Directions: Reproduce the entries beneath exactly, without their images.

(Dataset entries)

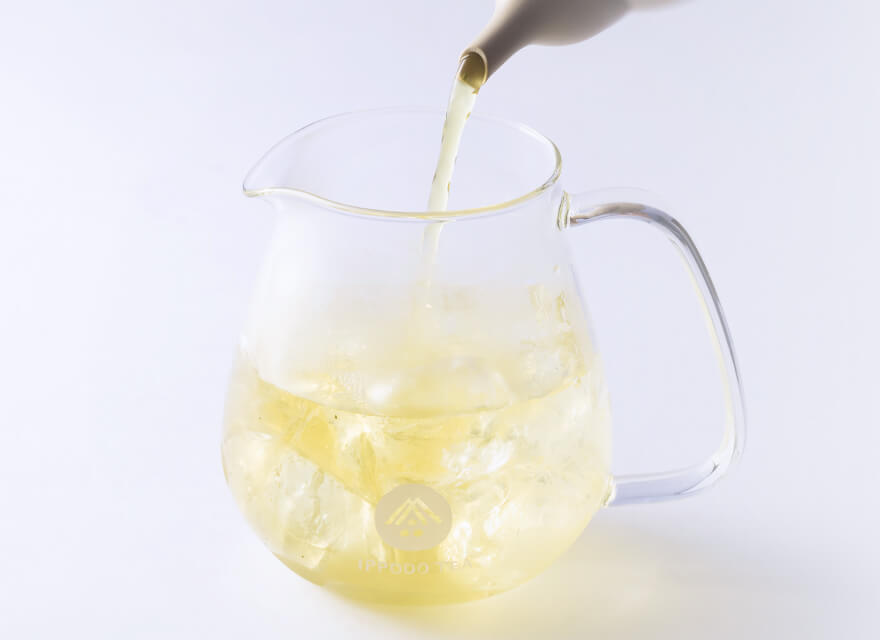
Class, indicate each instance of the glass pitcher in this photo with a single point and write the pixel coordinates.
(417, 413)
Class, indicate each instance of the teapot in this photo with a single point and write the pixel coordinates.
(418, 413)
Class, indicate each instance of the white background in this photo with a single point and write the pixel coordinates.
(127, 254)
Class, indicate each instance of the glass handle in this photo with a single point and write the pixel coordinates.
(583, 209)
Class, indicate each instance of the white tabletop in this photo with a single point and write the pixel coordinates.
(128, 254)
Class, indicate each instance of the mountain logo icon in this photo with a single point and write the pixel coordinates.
(413, 517)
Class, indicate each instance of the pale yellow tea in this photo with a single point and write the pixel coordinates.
(436, 470)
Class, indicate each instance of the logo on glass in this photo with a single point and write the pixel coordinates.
(413, 517)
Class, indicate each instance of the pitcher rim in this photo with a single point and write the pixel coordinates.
(418, 215)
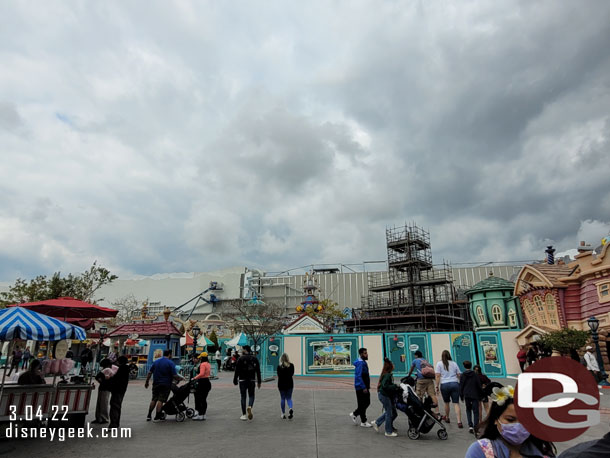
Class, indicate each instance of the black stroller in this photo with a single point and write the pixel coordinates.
(175, 405)
(420, 415)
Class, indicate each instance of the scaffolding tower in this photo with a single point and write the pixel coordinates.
(414, 294)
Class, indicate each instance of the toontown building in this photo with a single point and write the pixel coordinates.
(556, 295)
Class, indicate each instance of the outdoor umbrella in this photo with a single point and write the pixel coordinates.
(20, 323)
(69, 308)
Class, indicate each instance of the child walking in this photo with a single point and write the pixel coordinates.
(285, 384)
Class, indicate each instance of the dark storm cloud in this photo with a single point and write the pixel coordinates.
(158, 138)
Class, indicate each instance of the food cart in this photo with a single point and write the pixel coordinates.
(64, 402)
(155, 337)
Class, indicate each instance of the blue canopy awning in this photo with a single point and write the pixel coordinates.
(21, 323)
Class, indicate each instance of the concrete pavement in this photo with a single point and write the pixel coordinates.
(321, 428)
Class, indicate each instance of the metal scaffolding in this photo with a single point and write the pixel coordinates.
(414, 294)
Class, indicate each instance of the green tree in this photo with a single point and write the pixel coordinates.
(81, 286)
(329, 314)
(257, 321)
(565, 340)
(127, 307)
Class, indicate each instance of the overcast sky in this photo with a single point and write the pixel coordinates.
(158, 136)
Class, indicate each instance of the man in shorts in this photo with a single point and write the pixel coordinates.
(163, 372)
(423, 385)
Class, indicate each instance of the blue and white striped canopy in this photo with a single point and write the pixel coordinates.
(21, 323)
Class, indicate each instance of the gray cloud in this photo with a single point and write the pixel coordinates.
(189, 137)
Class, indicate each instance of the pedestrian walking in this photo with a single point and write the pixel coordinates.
(448, 379)
(203, 387)
(425, 376)
(591, 362)
(503, 436)
(285, 384)
(112, 356)
(386, 392)
(163, 372)
(86, 357)
(218, 358)
(362, 384)
(26, 358)
(118, 388)
(522, 357)
(471, 392)
(247, 374)
(484, 404)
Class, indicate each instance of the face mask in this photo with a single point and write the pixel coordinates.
(514, 433)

Answer to this exercise:
Class, indicate each instance of the glass pitcher in this photo with a single point and write the pixel coordinates.
(417, 413)
Class, indicate each instance of the teapot in this photo with a single point and write the pixel coordinates.
(418, 413)
Class, indicate each instance of the white background in this photo with a single point and write the pixel coordinates.
(127, 254)
Class, indicate each instance of the glass handle in this photo with a single point and write the pixel coordinates.
(583, 209)
Class, indicate each instance of the white tabletop in this photo with a single point and write the pixel coordinates.
(128, 254)
Class, indicate each instance of the mountain logo icon in this photo with a single point and write the pixel coordinates.
(413, 517)
Class, indicate each instance of the pale yellow tea in this photo with a single point and write the pixel coordinates.
(436, 470)
Class, indicate each instance of the logo on glass in this photo with a single point and write the pixel coordinates.
(413, 517)
Class, indicate each instance of the pitcher rim in this photo with a single point and write the pixel coordinates.
(418, 215)
Class, indicate each instance of the black stroller in this photo with a single point and write the pixel coordinates.
(175, 405)
(420, 415)
Class, indicate each instance of the scaffolding tower in this photo with a single point and write the pixel coordinates.
(414, 294)
Class, indicate each instance of the toontown building in this photo with a single point and write the pixel coordinates.
(556, 295)
Class, indicate each instance of the outdoor umbrella in this photo with a single point and write the pixel coordinates.
(20, 323)
(69, 308)
Class, indicate each instance of the child walking in this photo with a single point and write the pixel coordinates.
(285, 384)
Class, indicate each instance of the dark storm cloud in this photo with a single point and write the pixel coordinates.
(158, 138)
Class, indicate each instance of the food cart in this photo with a single point and write the pixel coordinates.
(64, 402)
(155, 337)
Class, indicate each instance of the blue canopy awning in this photo with a single point and write the pixel coordinates.
(21, 323)
Class, indicate each instance of the concrete pavement in this photo with a single point and write the pixel coordinates.
(321, 428)
Class, indicate each instance of the metal scaffolding in this photo with a single point and write the pixel coordinates.
(414, 294)
Class, indicate each instance of the green tree in this photo with a single point and write the pixel coordinates.
(81, 286)
(329, 314)
(257, 321)
(565, 340)
(127, 307)
Class, indicate each instance of the overcast sky in this photo with a single point and write the pixel coordinates.
(158, 136)
Class, indicate each instance of the man in shorts in this photo with a single point and write the pixel coordinates.
(163, 372)
(423, 385)
Class, indicate each instance of the blue and white striped canopy in this photo with a single point and write the pixel coordinates.
(21, 323)
Class, indicate each instance of the gray cloud in this photo with a single point and write the pixel coordinates.
(189, 137)
Class, indicate each instance of the pedestrian walking in this photo with a single point and write the pixel coordinates.
(448, 379)
(203, 387)
(425, 376)
(591, 362)
(503, 436)
(285, 384)
(112, 356)
(386, 392)
(163, 372)
(86, 357)
(218, 358)
(362, 384)
(26, 358)
(118, 388)
(522, 357)
(471, 392)
(247, 374)
(484, 404)
Class, indicate each instance of the face mask in this photo with a single point and write the pixel coordinates.
(514, 433)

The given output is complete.